TEXTO FORNECIDO:
»»

STF adia julgamento da “uberização” após aprovação da Convenção 193 da OIT
O Supremo Tribunal Federal retirou da pauta o julgamento dos processos que discutem a existência de vínculo empregatício entre motoristas e entregadores e plataformas digitais, como Uber e Rappi.
A decisão do Presidente do STF, Ministro Edson Fachin, ocorreu após a aprovação da Convenção nº 193 da Organização Internacional do Trabalho (OIT), considerada a primeira norma internacional voltada especificamente ao trabalho em plataformas digitais.
A nova convenção estabelece diretrizes para proteção dos trabalhadores de plataformas. Diante da relevância do tema e dos possíveis impactos da norma internacional sobre os processos em julgamento, o STF abriu prazo para manifestação das partes e entidades participantes.

««

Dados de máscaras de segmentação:
»»

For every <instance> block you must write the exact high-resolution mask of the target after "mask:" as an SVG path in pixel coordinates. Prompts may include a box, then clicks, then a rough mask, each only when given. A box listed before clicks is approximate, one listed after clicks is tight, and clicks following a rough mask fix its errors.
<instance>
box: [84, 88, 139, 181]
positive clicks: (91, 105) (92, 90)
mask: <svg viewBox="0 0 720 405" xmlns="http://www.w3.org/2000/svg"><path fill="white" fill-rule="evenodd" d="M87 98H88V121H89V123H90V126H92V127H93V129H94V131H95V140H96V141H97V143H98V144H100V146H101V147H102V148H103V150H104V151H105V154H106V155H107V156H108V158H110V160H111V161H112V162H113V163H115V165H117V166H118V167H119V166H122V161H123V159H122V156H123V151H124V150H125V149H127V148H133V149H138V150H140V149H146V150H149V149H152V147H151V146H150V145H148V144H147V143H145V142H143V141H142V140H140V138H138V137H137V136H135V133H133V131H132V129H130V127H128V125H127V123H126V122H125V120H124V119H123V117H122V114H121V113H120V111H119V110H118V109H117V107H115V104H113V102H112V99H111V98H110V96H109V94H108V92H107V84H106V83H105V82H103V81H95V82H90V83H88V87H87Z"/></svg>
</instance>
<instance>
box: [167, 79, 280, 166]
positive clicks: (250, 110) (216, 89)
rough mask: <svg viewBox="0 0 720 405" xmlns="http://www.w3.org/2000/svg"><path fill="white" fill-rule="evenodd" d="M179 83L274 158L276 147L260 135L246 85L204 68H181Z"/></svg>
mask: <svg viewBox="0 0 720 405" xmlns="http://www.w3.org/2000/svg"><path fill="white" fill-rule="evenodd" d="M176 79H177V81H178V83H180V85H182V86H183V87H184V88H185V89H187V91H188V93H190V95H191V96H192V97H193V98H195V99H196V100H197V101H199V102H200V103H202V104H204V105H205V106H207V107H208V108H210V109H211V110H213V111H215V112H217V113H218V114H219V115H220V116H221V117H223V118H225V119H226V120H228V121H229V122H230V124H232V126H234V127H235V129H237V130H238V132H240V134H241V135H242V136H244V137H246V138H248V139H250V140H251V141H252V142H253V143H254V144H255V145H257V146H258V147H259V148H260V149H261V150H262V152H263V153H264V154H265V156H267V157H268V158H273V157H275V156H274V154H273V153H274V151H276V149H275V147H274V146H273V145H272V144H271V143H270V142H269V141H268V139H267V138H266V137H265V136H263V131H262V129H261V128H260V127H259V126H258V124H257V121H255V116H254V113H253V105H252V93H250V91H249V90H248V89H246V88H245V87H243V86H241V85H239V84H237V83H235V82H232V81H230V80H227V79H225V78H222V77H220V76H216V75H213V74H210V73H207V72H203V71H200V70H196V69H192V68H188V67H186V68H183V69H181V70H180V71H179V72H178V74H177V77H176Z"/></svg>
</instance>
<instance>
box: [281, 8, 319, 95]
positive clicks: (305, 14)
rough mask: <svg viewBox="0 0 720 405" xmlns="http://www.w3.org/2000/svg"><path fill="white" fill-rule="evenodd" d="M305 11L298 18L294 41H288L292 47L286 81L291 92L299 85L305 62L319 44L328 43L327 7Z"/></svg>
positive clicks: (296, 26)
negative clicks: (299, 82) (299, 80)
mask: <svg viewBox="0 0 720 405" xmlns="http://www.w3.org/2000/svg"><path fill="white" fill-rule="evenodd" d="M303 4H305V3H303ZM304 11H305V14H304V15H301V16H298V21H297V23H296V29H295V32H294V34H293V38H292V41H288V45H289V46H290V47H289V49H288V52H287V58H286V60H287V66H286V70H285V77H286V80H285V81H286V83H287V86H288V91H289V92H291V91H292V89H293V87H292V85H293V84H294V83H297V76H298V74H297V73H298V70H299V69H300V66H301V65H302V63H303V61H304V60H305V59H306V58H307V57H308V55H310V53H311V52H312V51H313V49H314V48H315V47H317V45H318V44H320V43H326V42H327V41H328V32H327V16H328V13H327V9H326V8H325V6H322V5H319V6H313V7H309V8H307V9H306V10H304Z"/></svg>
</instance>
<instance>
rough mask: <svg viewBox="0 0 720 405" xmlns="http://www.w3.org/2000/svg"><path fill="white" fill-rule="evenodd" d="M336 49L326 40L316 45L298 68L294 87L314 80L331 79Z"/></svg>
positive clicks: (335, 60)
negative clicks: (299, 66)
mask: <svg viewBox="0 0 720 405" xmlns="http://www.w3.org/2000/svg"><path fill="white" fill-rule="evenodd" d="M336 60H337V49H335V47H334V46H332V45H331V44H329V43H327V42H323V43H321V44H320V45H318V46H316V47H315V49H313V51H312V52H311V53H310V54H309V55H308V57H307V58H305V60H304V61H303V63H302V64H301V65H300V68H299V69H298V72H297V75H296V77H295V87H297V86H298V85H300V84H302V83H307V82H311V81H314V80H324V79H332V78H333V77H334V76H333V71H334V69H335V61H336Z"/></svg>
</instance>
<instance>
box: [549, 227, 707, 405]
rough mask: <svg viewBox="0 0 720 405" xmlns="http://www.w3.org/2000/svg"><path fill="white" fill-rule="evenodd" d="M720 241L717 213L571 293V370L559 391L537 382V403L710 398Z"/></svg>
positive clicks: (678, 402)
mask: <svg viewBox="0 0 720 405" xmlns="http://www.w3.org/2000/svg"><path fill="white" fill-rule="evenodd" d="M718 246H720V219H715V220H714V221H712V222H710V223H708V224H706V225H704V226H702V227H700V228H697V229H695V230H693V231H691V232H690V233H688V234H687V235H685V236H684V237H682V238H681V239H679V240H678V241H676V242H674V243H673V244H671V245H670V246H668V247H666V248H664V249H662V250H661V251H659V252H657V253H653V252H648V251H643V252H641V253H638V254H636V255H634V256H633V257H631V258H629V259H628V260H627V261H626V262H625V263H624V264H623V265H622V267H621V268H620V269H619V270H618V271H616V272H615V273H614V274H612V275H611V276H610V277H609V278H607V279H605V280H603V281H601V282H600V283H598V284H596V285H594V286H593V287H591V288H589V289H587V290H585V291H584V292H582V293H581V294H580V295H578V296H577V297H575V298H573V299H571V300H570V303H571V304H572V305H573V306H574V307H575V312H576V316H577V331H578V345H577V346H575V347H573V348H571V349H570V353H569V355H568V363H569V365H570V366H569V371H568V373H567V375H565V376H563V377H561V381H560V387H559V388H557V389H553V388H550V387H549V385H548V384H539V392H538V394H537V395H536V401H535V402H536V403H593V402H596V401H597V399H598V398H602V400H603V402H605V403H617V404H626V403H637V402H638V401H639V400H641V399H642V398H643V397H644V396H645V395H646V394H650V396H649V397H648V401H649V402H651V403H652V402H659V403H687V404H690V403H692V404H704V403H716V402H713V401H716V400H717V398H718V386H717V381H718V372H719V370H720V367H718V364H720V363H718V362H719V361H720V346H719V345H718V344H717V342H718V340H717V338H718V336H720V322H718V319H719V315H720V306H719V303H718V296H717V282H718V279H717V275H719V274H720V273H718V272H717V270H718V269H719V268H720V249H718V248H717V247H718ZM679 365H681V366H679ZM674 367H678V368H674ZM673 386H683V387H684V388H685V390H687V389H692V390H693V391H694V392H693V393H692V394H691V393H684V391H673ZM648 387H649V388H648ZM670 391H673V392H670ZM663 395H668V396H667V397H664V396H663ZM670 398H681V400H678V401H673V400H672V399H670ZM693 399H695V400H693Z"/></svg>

««

INSTRUÇÕES:
1/ Indique se cada afirmação abaixo está de acordo com a notícia sobre o julgamento da uberização no STF, respondendo sim ou não e citando as palavras do texto que decidem a questão.
(a) A decisão de retirar o julgamento da pauta foi tomada pelo Ministro Edson Fachin.
(b) A Convenção nº 193 da OIT trata especificamente do trabalho doméstico.
(c) O STF abriu prazo para que as partes e as entidades participantes se manifestem.
2/ Prossiga com a notícia sobre o adiamento do julgamento da uberização no STF a partir da última frase apresentada.

RESPOSTAS:
1/
(a) Sim: "A decisão do Presidente do STF, Ministro Edson Fachin, ocorreu após a aprovação da Convenção nº 193".
(b) Não: "considerada a primeira norma internacional voltada especificamente ao trabalho em plataformas digitais".
(c) Sim: "o STF abriu prazo para manifestação das partes e entidades participantes".

2/
Com o adiamento, a definição sobre um dos temas mais relevantes do Direito do Trabalho contemporâneo deverá ficar para o segundo semestre de 2026.
A discussão ganha ainda mais importância porque a Convenção 193 poderá influenciar não apenas o debate sobre vínculo de emprego, mas também a construção de um marco regulatório específico para o trabalho realizado por intermédio de plataformas digitais.